[START Given data]

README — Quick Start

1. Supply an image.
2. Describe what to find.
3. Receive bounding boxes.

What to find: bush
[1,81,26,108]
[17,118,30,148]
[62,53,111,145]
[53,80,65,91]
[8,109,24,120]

[END Given data]

▶ [Given instruction]:
Reproduce the data above, substituting "shrub" for "bush" and leaving everything else unchanged.

▶ [Result of this task]:
README — Quick Start

1. Supply an image.
2. Describe what to find.
3. Receive bounding boxes.

What to find: shrub
[1,81,26,108]
[17,118,30,148]
[62,53,111,145]
[53,80,65,91]
[8,109,24,120]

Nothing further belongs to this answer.